--- Exercise ---
Quote the whole listing verbatim.

--- Records for this task ---

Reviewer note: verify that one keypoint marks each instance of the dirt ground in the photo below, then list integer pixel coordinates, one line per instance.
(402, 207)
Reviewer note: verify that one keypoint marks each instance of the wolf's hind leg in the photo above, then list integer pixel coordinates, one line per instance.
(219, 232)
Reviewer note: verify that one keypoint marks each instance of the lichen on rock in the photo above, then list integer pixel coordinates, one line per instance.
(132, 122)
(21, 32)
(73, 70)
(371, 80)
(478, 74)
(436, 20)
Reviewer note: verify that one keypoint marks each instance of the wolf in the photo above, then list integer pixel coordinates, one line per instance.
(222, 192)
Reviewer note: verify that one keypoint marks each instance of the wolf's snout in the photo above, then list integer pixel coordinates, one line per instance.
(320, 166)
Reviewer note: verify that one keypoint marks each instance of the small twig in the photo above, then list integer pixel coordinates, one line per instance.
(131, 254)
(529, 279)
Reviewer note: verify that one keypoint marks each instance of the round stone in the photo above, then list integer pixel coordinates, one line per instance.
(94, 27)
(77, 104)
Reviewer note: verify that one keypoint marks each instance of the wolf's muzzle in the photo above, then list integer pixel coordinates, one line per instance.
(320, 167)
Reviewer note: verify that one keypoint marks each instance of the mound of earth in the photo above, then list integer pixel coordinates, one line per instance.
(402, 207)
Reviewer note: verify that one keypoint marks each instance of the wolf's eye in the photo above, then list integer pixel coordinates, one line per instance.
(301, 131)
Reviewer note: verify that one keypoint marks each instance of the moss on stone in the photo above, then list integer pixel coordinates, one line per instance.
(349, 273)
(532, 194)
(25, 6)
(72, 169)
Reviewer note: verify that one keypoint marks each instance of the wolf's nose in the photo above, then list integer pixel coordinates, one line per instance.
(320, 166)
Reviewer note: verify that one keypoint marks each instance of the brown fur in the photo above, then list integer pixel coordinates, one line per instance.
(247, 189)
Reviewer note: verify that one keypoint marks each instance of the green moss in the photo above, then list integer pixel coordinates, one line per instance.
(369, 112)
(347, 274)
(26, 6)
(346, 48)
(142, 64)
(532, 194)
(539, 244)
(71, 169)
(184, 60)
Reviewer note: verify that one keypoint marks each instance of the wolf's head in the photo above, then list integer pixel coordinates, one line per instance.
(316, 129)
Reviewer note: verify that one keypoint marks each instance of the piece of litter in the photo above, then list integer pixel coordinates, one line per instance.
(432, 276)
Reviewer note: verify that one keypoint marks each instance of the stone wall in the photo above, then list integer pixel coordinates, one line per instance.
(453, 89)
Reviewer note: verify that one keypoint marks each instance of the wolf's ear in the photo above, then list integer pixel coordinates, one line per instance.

--- Final answer ---
Reviewer note: verify that one keypoint marks each instance of the dirt ground in the photo below, then list integer pixel coordinates, one line per instance.
(402, 207)
Reviewer note: verify that one keypoint marks each instance of the wolf's hind leg in the photo above, then list integer pixel coordinates, one line per instance.
(219, 232)
Reviewer note: verify that one keypoint marks each instance of the lichen on rock in the photo above, then list integer pixel coordinates, one line per instance.
(132, 122)
(21, 32)
(73, 70)
(371, 80)
(478, 74)
(436, 20)
Reviewer note: verify that one keypoint marks each instance of the wolf in the photo above, then list integer pixel coordinates, one line per instance.
(222, 192)
Reviewer note: verify that one keypoint marks each instance of the wolf's snout in the photo above, then list integer pixel coordinates, one line per instance.
(320, 166)
Reviewer note: verify that one keypoint marks each instance of the small twig in the photo above, then list integer pixel coordinates, one line per instance.
(131, 254)
(529, 279)
Reviewer note: verify that one keypoint marks each instance of the round stone in the photo above, then list integer pixel coordinates, one line per instance.
(94, 27)
(77, 104)
Reviewer note: verify that one keypoint marks each instance of the wolf's muzzle in the photo above, then list integer pixel coordinates, one line per instance.
(320, 167)
Reviewer note: verify that one keypoint marks each instance of the mound of earth in the photo above, then list integer pixel coordinates, one line per instance.
(402, 207)
Reviewer note: verify that one keypoint marks each instance of the wolf's eye in the photo above, then list integer pixel coordinates, one line per instance.
(301, 131)
Reviewer note: verify that one keypoint marks each instance of the moss on stone in the photo above, then list integer pixel coordinates, one line per instance.
(349, 273)
(532, 194)
(25, 6)
(72, 169)
Reviewer note: verify that one keypoint marks each instance of the wolf's nose in the photo above, then list integer pixel coordinates, one line per instance.
(320, 166)
Reviewer note: verify that one keypoint marks each instance of the brown fur in the photo above, then list integer pixel coordinates, one line per instance.
(247, 189)
Reviewer note: verify that one keypoint marks each instance of the green moss in the photo above, then list integer pixel coordinates, one line per instance.
(369, 112)
(347, 274)
(26, 6)
(346, 48)
(142, 64)
(532, 194)
(539, 244)
(71, 169)
(184, 60)
Reviewer note: verify that one keypoint marks each instance of the wolf's head in the photo above, then list integer pixel coordinates, one line per instance.
(316, 129)
Reviewer note: verify that one keypoint marks each instance of the piece of litter in the photo above, then list integer pixel coordinates, one line per instance.
(432, 276)
Reviewer note: verify that one keypoint marks each instance of the stone wall in the photo above, then list integer pixel coordinates, one line per instance.
(453, 89)
Reviewer note: verify that one keypoint marks each instance of the wolf's ear in the photo above, then list integer pixel coordinates, one line per instance.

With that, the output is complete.